• Task to complete: Give again, word for word, only the lines from the one containing "Guideline: for each instance of the small" through the final line.
------
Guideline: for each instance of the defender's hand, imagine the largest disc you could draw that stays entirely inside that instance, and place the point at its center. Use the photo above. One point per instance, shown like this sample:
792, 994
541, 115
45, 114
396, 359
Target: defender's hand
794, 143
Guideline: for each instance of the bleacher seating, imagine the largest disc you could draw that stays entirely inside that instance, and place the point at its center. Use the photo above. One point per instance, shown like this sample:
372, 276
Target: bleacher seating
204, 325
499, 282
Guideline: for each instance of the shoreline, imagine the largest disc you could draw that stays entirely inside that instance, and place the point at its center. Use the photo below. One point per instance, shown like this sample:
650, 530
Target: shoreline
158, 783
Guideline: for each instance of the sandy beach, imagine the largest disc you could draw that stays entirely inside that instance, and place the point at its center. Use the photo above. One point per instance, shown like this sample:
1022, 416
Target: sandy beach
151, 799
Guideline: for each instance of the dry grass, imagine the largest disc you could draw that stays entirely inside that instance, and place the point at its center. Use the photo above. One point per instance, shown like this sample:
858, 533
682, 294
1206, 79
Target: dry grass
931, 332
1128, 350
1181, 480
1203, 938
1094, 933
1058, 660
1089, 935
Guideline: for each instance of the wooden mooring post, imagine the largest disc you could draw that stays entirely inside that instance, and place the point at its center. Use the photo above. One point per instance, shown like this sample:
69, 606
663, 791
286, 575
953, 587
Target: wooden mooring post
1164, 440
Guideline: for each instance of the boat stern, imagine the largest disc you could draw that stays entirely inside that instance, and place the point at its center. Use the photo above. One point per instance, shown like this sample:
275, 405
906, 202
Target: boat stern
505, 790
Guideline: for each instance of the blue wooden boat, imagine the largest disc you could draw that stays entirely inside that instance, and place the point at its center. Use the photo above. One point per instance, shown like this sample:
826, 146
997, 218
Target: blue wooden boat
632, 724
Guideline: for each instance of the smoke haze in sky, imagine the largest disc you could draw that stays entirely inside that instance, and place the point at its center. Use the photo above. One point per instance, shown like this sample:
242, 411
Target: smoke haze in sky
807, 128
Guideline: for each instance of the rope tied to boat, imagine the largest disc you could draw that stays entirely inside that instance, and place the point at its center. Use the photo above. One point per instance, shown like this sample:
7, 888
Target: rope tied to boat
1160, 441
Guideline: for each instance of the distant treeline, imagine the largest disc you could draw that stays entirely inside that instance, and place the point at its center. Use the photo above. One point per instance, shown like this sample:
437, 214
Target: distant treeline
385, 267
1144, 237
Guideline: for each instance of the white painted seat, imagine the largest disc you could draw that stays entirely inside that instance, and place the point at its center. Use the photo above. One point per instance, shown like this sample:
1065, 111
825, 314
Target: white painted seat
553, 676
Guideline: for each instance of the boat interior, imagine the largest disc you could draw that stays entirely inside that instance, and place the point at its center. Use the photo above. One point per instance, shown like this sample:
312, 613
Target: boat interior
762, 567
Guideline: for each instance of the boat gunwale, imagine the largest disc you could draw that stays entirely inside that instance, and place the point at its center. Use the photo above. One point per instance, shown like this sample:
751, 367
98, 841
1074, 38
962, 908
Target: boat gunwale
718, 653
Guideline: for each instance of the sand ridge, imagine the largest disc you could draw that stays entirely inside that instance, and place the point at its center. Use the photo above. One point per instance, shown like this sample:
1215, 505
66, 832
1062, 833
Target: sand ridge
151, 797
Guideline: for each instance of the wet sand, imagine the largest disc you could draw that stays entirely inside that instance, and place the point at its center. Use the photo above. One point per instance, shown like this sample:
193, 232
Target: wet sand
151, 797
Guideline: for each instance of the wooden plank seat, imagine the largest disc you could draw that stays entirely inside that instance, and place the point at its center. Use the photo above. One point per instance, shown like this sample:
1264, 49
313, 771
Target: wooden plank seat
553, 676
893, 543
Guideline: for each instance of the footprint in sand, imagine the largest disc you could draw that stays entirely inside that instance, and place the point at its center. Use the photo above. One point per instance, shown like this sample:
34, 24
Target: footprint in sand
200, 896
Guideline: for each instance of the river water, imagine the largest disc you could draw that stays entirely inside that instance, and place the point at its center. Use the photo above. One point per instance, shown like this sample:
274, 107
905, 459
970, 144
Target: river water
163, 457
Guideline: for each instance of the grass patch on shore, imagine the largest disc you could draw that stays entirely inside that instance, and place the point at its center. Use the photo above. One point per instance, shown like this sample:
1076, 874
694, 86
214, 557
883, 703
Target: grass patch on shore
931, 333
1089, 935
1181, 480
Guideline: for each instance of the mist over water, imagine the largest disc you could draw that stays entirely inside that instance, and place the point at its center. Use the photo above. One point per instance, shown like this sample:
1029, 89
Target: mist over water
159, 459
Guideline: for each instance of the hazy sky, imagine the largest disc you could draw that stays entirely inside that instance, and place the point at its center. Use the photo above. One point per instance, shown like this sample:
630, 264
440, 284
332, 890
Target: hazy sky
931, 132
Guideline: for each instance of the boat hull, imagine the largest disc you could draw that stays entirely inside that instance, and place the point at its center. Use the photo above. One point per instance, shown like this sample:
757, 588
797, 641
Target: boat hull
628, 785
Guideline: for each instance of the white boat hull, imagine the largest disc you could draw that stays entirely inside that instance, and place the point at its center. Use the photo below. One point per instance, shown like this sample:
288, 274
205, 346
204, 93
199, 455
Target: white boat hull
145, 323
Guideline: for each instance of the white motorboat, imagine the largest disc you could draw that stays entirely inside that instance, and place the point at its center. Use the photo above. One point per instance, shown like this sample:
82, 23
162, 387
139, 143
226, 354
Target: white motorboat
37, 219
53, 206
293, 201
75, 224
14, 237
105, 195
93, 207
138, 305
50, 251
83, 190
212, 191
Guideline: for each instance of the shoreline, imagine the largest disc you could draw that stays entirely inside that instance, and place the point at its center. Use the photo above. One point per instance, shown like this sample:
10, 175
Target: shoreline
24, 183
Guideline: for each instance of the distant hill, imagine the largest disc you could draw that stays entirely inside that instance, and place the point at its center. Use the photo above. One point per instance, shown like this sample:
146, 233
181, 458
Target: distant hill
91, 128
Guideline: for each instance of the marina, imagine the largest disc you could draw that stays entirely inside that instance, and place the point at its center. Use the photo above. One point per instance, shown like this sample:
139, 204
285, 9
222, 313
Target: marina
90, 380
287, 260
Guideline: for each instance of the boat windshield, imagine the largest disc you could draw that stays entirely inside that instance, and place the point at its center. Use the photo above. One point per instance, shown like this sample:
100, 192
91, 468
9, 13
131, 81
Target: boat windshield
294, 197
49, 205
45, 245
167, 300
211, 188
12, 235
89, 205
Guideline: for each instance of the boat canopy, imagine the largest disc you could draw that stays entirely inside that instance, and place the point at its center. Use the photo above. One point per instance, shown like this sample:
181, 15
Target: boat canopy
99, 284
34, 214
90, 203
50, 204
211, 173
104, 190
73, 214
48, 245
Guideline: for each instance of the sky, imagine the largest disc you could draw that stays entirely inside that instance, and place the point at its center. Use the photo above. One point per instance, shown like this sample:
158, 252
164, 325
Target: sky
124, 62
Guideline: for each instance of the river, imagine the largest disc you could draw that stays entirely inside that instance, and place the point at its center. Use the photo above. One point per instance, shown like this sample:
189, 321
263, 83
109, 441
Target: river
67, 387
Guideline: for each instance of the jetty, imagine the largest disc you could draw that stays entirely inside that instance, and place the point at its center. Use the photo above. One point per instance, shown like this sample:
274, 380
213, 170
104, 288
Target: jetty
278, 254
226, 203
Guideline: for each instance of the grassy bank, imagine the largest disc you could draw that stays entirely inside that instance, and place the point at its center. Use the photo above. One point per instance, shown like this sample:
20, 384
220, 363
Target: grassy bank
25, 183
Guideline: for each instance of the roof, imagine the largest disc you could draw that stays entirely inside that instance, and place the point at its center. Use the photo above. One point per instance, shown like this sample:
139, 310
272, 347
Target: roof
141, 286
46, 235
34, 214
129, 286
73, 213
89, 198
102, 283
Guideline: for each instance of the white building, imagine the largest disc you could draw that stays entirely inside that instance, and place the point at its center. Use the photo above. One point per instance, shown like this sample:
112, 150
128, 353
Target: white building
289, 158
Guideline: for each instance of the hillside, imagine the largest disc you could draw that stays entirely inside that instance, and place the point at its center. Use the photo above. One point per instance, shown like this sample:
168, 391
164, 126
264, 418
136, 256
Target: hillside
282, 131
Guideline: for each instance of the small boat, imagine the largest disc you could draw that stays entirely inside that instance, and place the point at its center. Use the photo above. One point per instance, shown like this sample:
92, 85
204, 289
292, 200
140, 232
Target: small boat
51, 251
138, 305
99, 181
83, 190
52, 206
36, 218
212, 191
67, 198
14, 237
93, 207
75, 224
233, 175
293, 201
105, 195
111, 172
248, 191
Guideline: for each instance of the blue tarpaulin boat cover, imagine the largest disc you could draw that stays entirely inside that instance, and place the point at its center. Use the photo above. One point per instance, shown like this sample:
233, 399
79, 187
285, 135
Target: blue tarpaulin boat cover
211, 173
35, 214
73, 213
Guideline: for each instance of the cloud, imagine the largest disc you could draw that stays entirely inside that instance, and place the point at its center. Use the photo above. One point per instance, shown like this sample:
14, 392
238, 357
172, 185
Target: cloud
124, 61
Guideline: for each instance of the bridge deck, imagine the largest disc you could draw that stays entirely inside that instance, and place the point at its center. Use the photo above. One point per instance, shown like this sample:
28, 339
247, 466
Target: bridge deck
------
• Written response:
Guideline: for each instance of the small boat, imagine the largest disc you could draw that stays entirely inside that instance, and place the point at its center. Use the photo above. One point per instance, shown like this sample:
92, 85
204, 289
292, 200
140, 232
Target: small boat
51, 251
138, 305
99, 181
83, 190
52, 206
36, 218
212, 191
67, 198
14, 237
93, 207
75, 224
233, 175
293, 201
105, 195
111, 172
248, 191
Guideline: for each instance of the blue tarpaulin boat cover, imagine the largest disc you could draw that stays entirely inside that instance, and place the point at its center. Use the photo above. One point per instance, shown like this sample:
233, 399
79, 187
285, 135
Target: blue tarpaulin boat cover
211, 173
35, 214
73, 213
Guideline: for each instance of the cloud, imagine the largest disc you could draw that stays entirely inside that instance, and place the point at its center. Use the photo above. One point per instance, shown like this sample:
14, 392
238, 357
172, 185
Target: cloud
124, 61
Guideline: for each instance of the bridge deck, imagine the largest disc you could draw that stays entirely inside that instance, and place the point at its center. Use the photo above. One point per instance, shown like this sample:
28, 339
247, 466
Target: bridge deck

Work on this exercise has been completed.